Source passage:
════════════════

Currently there is a Save as You Earn (SAYE) scheme, which allows workers to save money from their salary on a monthly basis with which to purchase discounted shares in the companies they work for.

 The second key all-employee plan is the Share Incentive Plan (SIP) which allows employees to invest in company shares in a tax-efficient manner. The company can match the shares purchased by the employee, or even give up to £3,600 worth of Free shares each year.

However, these schemes can seem complex, and are often poorly promoted. In a recent evaluation run by HMRC, over a third of all surveyed companies had not utilised a share plan due to them being perceived as too complex to set up. The Treasury aims to remedy this and has issued a call for evidence on way to improve and simplify SIP and SAYE plans.

════════════════

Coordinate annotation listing
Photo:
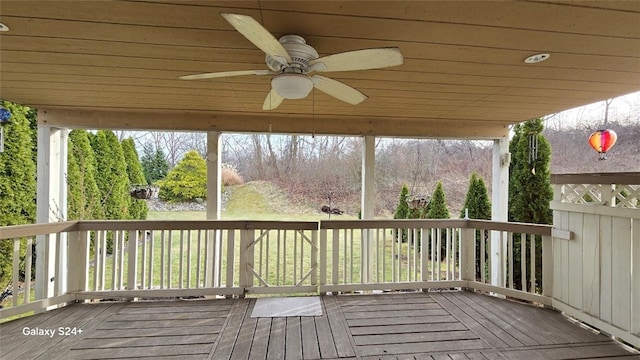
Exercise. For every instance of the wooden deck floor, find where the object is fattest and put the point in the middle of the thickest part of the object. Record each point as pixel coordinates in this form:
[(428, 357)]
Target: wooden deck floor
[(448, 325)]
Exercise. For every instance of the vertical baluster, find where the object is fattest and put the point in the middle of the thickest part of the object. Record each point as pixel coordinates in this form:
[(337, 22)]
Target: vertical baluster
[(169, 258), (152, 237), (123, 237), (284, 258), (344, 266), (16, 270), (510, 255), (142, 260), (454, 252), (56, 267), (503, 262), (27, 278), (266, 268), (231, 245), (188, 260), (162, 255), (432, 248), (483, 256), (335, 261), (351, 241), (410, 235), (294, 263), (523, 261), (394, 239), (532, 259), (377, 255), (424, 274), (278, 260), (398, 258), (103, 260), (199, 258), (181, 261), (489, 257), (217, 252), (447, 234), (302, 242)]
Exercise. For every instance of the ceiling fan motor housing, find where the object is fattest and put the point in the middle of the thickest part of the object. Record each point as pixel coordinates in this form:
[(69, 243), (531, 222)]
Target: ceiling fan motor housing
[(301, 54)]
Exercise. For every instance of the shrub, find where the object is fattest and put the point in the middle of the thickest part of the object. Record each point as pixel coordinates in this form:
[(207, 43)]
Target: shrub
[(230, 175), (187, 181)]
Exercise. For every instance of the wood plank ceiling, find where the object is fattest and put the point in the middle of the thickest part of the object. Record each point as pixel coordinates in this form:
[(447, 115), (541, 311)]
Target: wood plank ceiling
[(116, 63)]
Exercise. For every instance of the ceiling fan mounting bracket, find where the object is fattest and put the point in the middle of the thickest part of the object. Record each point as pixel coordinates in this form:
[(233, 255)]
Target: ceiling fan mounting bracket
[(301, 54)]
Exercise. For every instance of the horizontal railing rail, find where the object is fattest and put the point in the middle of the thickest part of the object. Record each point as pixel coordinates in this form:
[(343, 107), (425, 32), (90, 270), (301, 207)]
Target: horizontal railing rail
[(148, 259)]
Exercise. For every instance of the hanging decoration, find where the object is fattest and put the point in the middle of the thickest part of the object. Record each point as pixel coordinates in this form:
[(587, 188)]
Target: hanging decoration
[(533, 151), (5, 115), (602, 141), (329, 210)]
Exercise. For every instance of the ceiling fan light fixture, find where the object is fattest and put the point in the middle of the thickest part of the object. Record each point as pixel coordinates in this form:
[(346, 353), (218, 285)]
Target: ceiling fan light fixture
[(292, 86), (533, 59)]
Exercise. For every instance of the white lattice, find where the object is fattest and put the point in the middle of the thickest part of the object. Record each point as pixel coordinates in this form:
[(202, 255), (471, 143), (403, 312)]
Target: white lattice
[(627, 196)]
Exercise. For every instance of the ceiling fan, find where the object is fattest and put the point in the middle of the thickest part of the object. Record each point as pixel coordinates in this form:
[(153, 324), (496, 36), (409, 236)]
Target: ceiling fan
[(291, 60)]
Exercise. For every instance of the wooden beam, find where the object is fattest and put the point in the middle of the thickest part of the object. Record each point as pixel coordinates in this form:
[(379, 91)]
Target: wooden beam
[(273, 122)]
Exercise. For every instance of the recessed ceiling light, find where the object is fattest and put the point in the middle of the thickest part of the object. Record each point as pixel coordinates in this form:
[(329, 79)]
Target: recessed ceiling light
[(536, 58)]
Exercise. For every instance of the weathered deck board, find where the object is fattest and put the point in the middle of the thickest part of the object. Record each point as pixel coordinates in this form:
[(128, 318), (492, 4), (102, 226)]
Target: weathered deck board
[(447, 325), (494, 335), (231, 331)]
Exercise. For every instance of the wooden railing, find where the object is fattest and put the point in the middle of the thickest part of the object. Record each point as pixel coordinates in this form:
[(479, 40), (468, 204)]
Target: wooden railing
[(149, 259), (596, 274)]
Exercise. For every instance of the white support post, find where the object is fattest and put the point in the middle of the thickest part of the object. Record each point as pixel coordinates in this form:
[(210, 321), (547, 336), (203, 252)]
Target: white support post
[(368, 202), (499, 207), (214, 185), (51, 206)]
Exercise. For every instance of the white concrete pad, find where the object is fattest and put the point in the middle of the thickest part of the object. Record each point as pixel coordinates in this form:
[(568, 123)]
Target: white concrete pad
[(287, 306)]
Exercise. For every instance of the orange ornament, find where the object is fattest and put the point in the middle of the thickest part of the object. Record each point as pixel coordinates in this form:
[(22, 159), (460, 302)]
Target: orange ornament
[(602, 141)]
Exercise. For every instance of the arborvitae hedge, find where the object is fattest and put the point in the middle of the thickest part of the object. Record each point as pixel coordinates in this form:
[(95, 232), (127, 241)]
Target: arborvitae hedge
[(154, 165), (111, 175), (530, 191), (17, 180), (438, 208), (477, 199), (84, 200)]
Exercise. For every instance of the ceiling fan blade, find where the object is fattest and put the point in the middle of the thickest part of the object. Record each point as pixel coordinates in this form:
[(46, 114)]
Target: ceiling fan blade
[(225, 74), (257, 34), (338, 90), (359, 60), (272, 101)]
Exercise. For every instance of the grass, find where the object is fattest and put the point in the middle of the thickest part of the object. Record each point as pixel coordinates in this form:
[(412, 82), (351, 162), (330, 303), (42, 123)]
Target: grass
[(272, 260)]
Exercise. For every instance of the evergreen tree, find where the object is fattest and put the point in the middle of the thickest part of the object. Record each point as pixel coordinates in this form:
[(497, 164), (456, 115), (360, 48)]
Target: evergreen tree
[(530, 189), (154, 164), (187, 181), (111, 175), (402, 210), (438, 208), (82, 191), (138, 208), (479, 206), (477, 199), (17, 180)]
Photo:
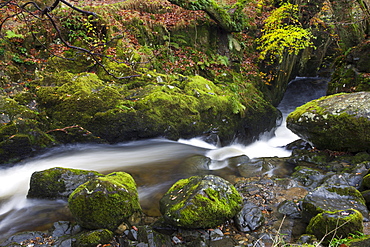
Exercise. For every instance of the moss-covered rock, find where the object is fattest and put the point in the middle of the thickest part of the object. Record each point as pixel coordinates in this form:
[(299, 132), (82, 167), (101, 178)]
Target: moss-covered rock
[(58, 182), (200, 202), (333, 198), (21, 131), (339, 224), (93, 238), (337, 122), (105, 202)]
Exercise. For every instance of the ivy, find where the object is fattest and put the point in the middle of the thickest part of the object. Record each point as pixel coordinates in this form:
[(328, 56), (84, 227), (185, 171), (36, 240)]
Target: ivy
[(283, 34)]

════════════════

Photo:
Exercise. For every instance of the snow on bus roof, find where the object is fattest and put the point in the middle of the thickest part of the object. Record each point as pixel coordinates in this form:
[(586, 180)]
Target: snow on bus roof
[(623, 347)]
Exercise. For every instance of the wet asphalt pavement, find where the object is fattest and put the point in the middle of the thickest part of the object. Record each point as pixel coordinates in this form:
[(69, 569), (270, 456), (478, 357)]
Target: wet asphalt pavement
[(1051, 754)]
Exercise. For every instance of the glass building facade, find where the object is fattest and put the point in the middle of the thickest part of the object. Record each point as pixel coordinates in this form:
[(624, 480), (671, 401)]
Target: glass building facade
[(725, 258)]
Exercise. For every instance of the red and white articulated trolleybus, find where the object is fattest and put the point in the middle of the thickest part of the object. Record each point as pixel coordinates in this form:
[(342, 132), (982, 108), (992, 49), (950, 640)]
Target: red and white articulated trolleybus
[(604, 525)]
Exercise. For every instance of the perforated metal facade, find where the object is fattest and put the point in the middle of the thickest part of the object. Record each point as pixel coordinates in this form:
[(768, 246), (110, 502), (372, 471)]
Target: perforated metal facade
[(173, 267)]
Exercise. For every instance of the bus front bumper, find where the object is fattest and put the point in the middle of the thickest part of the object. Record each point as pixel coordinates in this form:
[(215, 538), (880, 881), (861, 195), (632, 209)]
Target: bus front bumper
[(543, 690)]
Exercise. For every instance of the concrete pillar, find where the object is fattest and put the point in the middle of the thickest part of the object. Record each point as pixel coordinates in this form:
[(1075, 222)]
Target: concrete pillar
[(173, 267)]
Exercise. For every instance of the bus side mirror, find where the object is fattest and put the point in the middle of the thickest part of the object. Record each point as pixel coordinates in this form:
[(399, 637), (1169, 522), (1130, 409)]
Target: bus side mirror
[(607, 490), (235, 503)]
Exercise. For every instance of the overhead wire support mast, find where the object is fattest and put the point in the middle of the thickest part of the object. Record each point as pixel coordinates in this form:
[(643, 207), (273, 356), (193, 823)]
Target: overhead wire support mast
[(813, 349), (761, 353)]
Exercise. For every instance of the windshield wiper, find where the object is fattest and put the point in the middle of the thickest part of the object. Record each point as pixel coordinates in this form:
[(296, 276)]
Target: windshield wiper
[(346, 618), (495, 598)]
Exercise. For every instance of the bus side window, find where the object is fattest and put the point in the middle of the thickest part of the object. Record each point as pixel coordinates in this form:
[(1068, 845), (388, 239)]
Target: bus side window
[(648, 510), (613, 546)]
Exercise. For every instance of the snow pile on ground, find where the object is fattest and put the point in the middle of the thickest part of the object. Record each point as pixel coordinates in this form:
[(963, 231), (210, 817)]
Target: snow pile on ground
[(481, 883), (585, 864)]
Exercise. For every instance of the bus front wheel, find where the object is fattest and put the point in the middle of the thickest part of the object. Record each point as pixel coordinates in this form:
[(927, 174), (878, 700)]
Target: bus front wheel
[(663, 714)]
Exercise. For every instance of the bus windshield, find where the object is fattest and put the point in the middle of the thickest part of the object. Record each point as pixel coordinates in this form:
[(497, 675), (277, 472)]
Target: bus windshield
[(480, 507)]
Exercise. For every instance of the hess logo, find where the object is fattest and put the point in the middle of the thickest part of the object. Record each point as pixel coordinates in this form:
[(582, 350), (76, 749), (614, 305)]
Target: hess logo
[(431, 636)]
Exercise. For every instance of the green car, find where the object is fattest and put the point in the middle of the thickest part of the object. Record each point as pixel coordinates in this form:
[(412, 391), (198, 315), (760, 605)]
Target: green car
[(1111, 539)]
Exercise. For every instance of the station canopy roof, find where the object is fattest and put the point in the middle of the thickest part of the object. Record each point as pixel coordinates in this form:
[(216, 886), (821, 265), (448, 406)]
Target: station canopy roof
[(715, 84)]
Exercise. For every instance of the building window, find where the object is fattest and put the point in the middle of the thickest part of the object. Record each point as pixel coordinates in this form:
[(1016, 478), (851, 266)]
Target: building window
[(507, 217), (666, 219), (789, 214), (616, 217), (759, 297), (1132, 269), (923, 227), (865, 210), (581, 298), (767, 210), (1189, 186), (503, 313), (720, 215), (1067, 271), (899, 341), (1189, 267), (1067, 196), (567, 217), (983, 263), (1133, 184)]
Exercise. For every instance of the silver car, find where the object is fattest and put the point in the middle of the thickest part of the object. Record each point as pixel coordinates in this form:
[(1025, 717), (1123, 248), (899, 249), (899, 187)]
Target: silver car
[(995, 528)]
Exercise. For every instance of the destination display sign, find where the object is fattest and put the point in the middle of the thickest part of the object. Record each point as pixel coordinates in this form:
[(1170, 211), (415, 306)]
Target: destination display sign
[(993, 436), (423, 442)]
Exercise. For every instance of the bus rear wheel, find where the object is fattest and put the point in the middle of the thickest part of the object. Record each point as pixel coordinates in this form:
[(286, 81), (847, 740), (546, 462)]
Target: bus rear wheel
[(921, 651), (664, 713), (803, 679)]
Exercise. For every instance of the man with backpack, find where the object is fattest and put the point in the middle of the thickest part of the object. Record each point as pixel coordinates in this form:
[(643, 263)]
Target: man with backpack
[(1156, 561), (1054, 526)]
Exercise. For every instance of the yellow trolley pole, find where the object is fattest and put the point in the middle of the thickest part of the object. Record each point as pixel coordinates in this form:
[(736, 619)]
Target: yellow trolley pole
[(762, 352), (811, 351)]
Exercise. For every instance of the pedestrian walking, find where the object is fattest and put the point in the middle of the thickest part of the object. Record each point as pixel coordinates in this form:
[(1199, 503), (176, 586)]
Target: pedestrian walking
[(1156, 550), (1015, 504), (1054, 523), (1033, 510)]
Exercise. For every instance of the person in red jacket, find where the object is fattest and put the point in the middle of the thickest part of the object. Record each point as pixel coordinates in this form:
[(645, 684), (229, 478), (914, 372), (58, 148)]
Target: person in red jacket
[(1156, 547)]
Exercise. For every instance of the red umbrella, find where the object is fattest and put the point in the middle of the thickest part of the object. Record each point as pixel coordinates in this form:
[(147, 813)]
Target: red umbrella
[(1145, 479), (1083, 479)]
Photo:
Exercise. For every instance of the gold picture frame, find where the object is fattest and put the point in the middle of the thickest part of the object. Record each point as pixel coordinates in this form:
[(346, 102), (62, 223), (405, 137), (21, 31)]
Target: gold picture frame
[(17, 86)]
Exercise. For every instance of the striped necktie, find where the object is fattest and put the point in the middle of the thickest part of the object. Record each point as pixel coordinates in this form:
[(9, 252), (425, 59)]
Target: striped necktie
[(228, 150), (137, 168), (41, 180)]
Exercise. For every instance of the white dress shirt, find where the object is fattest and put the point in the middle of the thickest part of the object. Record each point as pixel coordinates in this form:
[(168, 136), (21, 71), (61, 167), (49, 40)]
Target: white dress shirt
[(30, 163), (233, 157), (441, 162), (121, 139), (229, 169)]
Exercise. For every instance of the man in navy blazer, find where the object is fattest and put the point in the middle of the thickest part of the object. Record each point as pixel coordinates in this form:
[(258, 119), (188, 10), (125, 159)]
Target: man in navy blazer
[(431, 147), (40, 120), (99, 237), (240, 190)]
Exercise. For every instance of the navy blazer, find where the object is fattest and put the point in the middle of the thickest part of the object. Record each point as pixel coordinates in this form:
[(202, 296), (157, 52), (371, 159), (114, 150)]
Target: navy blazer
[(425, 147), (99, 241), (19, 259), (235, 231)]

════════════════

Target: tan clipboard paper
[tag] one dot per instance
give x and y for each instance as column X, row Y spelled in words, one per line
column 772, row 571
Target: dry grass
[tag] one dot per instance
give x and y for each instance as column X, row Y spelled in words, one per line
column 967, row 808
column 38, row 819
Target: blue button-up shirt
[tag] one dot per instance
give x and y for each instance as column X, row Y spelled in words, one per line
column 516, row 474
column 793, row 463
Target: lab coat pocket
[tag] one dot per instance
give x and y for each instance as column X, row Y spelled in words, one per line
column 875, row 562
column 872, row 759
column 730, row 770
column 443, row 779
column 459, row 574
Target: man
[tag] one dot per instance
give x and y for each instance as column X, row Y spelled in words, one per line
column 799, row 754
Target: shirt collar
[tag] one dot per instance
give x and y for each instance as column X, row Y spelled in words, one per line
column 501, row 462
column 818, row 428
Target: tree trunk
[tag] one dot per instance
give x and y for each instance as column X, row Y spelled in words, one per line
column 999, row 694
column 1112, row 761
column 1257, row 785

════════════════

Set problem 1:
Using the passage on employee share plans, answer each question briefly:
(a) How often do workers save from their salary under the Save as You Earn scheme?
(b) What is the most in Free shares a company can give each year under the Share Incentive Plan?
(c) In the HMRC evaluation, what share of surveyed companies had not used a share plan?
Set problem 2: Reproduce the stretch of the passage on employee share plans from "Currently there is" through "and SAYE plans.".
Set problem 3: Take the passage on employee share plans further, going on from its final sentence.
The listing has no connection to the passage on employee share plans.

Task result 1:
(a) Monthly.
(b) £3,600 worth.
(c) Over a third.

Task result 2:
Currently there is a Save as You Earn (SAYE) scheme, which allows workers to save money from their salary on a monthly basis with which to purchase discounted shares in the companies they work for.

 The second key all-employee plan is the Share Incentive Plan (SIP) which allows employees to invest in company shares in a tax-efficient manner. The company can match the shares purchased by the employee, or even give up to £3,600 worth of Free shares each year.

However, these schemes can seem complex, and are often poorly promoted. In a recent evaluation run by HMRC, over a third of all surveyed companies had not utilised a share plan due to them being perceived as too complex to set up. The Treasury aims to remedy this and has issued a call for evidence on way to improve and simplify SIP and SAYE plans.

Task result 3:
We welcome this consultation, which will have been influenced by the fantastic lobbying work that ProShare has been doing over the last two years to initiate a review of all-employee share plans. Our Head of External Affairs, David Mortimer, has pushed the case for share plan reform to more than 50 MPs from all political parties, and we are delighted to see the government moving forwards with further action.

“ProShare has tirelessly and consistently campaigned for the reform of employee share plans. We are really pleased that the government has listened to the case we’ve put forward and is actively looking at ways of improving and simplifying these key employee benefits.”

ProShare will be holding events to workshop  industry responses and hear directly from the team responsible for the consultation in Treasury. If you want to participate, do watch out for dates over the next few days or e-mail Team@proshare.org to express your interest.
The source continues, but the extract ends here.